▶ _REQUIRED WORK_
Reproduce every entry exactly as shown.
•••••
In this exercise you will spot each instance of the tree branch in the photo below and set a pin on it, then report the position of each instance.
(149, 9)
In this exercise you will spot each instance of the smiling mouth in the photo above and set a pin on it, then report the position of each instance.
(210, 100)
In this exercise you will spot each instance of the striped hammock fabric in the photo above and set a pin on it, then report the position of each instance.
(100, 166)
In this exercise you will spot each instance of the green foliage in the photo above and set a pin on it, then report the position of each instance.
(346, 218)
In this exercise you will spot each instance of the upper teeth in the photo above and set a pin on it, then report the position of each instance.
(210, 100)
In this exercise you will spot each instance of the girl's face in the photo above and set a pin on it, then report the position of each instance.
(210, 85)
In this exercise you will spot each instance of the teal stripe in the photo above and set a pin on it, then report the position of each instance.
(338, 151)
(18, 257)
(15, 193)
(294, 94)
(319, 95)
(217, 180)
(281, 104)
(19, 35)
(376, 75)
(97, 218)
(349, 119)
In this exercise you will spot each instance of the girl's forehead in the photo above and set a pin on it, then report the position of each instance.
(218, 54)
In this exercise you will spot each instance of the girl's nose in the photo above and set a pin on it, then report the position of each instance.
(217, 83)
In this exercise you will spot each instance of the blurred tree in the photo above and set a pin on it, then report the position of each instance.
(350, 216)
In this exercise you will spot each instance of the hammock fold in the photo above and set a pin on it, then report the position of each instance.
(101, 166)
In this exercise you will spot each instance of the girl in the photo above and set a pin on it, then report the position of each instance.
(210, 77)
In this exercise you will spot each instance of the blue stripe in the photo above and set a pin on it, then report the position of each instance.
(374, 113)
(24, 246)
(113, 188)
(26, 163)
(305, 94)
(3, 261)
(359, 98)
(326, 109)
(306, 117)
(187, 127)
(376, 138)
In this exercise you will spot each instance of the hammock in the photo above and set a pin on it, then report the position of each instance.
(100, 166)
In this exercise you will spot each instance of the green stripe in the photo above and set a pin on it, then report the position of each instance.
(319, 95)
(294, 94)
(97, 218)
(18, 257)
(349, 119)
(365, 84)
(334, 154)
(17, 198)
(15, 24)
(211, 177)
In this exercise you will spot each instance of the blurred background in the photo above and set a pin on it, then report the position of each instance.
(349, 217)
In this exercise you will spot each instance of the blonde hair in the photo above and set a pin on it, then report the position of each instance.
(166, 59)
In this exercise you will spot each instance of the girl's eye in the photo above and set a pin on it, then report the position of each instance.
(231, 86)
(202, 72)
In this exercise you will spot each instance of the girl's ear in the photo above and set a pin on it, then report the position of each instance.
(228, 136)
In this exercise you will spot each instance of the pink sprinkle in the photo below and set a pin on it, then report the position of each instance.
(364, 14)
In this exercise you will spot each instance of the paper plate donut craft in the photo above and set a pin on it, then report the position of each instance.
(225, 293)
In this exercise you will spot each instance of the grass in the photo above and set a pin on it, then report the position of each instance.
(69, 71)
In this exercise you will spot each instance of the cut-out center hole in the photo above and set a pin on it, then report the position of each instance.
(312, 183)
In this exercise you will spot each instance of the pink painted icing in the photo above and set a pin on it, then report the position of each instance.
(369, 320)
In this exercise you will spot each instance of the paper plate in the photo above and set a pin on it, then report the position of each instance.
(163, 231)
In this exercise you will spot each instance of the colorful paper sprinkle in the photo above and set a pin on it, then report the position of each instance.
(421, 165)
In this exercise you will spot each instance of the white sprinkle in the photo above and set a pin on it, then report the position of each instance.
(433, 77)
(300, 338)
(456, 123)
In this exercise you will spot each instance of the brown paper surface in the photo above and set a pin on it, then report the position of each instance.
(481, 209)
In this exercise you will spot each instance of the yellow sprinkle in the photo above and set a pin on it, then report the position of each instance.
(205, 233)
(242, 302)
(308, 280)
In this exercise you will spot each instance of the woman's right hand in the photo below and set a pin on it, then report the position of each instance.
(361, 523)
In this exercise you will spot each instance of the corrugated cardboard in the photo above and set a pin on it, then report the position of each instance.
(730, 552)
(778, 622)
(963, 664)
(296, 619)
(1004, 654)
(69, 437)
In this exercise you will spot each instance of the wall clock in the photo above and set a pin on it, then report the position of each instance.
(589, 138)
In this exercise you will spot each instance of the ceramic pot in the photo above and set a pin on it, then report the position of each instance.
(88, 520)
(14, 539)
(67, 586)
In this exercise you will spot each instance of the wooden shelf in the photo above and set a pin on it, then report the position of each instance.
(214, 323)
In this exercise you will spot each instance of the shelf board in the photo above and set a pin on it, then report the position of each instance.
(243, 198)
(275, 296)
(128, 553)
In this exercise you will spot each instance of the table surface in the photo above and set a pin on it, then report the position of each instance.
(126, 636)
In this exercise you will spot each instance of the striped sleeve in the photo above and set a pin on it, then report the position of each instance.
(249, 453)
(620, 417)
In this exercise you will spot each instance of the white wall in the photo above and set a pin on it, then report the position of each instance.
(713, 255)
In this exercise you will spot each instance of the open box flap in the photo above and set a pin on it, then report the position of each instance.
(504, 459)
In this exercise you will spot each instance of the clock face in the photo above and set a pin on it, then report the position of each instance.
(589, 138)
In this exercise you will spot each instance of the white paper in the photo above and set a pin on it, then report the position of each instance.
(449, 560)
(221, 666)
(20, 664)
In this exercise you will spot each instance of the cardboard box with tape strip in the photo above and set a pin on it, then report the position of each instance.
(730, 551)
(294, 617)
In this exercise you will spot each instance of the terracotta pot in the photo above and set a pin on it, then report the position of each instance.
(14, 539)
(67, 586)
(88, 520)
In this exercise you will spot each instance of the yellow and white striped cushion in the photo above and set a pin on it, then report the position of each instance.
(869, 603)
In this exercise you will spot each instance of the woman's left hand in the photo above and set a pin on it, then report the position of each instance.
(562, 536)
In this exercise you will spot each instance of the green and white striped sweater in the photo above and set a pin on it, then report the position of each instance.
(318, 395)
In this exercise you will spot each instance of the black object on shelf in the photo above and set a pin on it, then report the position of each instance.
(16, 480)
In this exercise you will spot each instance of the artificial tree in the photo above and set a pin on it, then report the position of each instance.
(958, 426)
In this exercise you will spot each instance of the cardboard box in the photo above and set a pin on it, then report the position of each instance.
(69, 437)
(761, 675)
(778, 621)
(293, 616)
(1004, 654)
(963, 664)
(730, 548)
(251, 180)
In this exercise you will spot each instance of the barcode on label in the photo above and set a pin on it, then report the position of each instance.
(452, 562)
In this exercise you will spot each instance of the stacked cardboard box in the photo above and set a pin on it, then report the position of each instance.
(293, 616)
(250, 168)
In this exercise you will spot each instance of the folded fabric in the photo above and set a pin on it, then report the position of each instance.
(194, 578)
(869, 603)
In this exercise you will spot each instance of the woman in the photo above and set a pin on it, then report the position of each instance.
•••••
▶ _FINISHED TASK_
In this exercise you will spot each instance of the tree branch in the photo below and set a pin on it, then report the position of each instance.
(149, 9)
In this exercise you will spot each instance of the smiling mouth in the photo above and set a pin on it, then report the position of each instance.
(210, 100)
In this exercise you will spot each instance of the striped hammock fabric in the photo above and set a pin on it, then report the position of each instance.
(100, 166)
In this exercise you will spot each instance of the green foliage in the photo above and set a pin on it, then report the position of each instance.
(346, 218)
In this exercise you will spot each instance of the upper teeth in the photo above and set a pin on it, then report the position of each instance.
(210, 100)
In this exercise you will spot each instance of the girl's face in the photo above and set a pin on it, then report the position of each instance.
(210, 85)
In this exercise you will spot each instance of the teal stripe in the photo above and set a pin on it, then report the position of each instance.
(338, 151)
(18, 257)
(15, 193)
(294, 94)
(319, 95)
(217, 180)
(281, 104)
(19, 35)
(376, 75)
(97, 218)
(349, 119)
In this exercise you will spot each instance of the girl's forehead in the photo above and set a pin on it, then report the position of each instance.
(218, 54)
In this exercise you will spot each instance of the girl's nose in the photo above and set a pin on it, then report the position of each instance.
(217, 83)
In this exercise you will spot each instance of the blurred tree in the photo above and set a pin on it, then report the position of each instance.
(350, 216)
In this exercise you will spot each instance of the hammock fold in the photo above and set a pin on it, then report the position of each instance.
(101, 166)
In this exercise you will spot each instance of the girl in the photo above and set a pin on it, then report the position of each instance.
(210, 77)
In this exercise you will spot each instance of the blue stripe in the photo above and set a pin on it, then report the position of each instance.
(374, 113)
(24, 246)
(113, 188)
(26, 163)
(305, 94)
(3, 261)
(359, 98)
(326, 109)
(306, 117)
(187, 127)
(376, 138)
In this exercise you will spot each instance of the hammock in the photo above and set a pin on it, then report the position of each instance.
(100, 166)
In this exercise you will spot each instance of the green stripe in the photo above and set a pin on it, then report the position of each instance.
(319, 95)
(294, 94)
(97, 218)
(18, 257)
(349, 119)
(365, 84)
(334, 154)
(17, 198)
(15, 24)
(211, 177)
In this exercise you will spot each instance of the blurred background in the photo above and set a pin on it, then report the position of each instance.
(349, 217)
In this exercise you will spot each instance of the blonde hair in the photo above and set a pin on it, then report the position of each instance.
(166, 59)
In this exercise you will spot each instance of the girl's eye in the photo above and set a pin on it, then report the position of each instance.
(231, 86)
(202, 72)
In this exercise you will spot each instance of the girl's ear in the photo above and set a pin on it, then report the position of each instance.
(228, 136)
In this exercise you will spot each instance of the pink sprinkle in the photo below and set a pin on it, then report the position of each instance.
(364, 14)
In this exercise you will spot each instance of the paper plate donut craft in the photo above and set a pin on it, then report the position of each instance.
(225, 293)
In this exercise you will spot each instance of the grass in the photo above and set a pin on it, then report the position of each instance.
(69, 71)
In this exercise you will spot each instance of the cut-out center hole in the photo above and set a pin on it, then report the position of each instance.
(312, 183)
In this exercise you will spot each instance of the pink painted icing in the photo above and set a pin on it, then report the position of each instance.
(369, 320)
In this exercise you will spot each instance of the paper plate in the photo above and set a pin on it, then report the position of each instance.
(163, 231)
In this exercise you will spot each instance of the colorful paper sprinkle in the photo above and set a pin on it, then report the position of each instance.
(421, 165)
In this exercise you will spot each instance of the white sprinkle in the photo above and set a pin on it, then report the position of each instance.
(433, 77)
(300, 338)
(456, 123)
In this exercise you will spot each instance of the brown paper surface in the photo above and set a pin on it, then report the position of each instance.
(481, 209)
In this exercise you will spot each instance of the yellow sprinkle in the photo above and set a pin on it, then report the position of each instance.
(205, 233)
(242, 302)
(308, 280)
In this exercise you will spot each instance of the woman's right hand in the photo below and set a pin on it, then report the position of each instance.
(361, 523)
In this exercise you will spot each instance of the corrugated cardboard in the photo above and set a pin on it, then report the position of each instance.
(730, 552)
(778, 622)
(963, 664)
(296, 619)
(1004, 654)
(69, 437)
In this exercise you will spot each instance of the wall clock in the photo above and set a pin on it, then report the position of each instance.
(589, 138)
In this exercise you will spot each instance of the ceramic pot in the photo above and set a pin on it, then report the position of each instance.
(88, 520)
(14, 539)
(67, 586)
In this exercise you will spot each instance of the wooden shelf in the photo above and set a pin on it, then report the position of each instance.
(214, 323)
In this exercise you will spot each instance of the shelf board in the photo above and set a pin on it, then report the position of each instance.
(243, 198)
(275, 296)
(128, 553)
In this exercise you will spot each instance of the table surface in the photo above and set a pin on it, then report the position of each instance.
(126, 636)
In this exercise you will spot each instance of the striped sleeve in the photo above and set a pin on it, then report the position of each instance.
(249, 453)
(620, 417)
In this exercise you will spot each instance of the white wall in the photo above and set a pin on it, then report the position of each instance.
(713, 255)
In this exercise you will spot each instance of the open box flap in the photo above and set a pin on it, then report the position of each instance.
(504, 459)
In this exercise you will spot each instance of the clock face in the photo above and set a pin on it, then report the position of each instance.
(589, 138)
In this exercise you will spot each instance of the white paper in the photo above and set a pin on it, then report the position of each instance.
(449, 560)
(221, 666)
(20, 664)
In this exercise you will spot each instance of the cardboard box with tape strip in the photo above and set a pin on it, then report the position of each instance.
(730, 551)
(294, 617)
In this exercise you will spot each instance of the terracotta pot in the photo above and set a pin on it, then report the position of each instance.
(14, 539)
(67, 586)
(88, 520)
In this exercise you will spot each instance of the yellow and white striped cushion in the photo above and set a pin on it, then report the position of each instance.
(869, 603)
In this exercise you will spot each instance of the woman's left hand in the photo above and set a pin on it, then report the position of each instance.
(562, 536)
In this exercise you will spot each instance of the green and white striped sweater in the photo above and set a pin on it, then report the position of each instance.
(318, 395)
In this exercise you will spot each instance of the black object on shelf in the photo above and set a pin on it, then report the position of each instance.
(16, 480)
In this exercise you will spot each instance of the artificial tree in the photo above and set a pin on it, then report the position of each instance.
(958, 426)
In this exercise you will spot each instance of the cardboard box in the photo above and set a pin on it, then report the position of each instance.
(69, 437)
(761, 675)
(778, 621)
(293, 616)
(1004, 654)
(963, 664)
(730, 548)
(251, 180)
In this exercise you will spot each instance of the barcode on label in the photo above and set a pin on it, then report the position of each instance.
(452, 562)
In this exercise you will spot each instance of the stacked cardboard box in the photo above and set a pin on it, then report the position of each instance.
(293, 616)
(250, 168)
In this exercise you will spot each instance of the folded fabric in the photo above and set a pin on it, then report the position of each instance.
(194, 578)
(869, 603)
In this exercise you will spot each instance of the woman in the photo above and set a pin on it, then report the position of each instance.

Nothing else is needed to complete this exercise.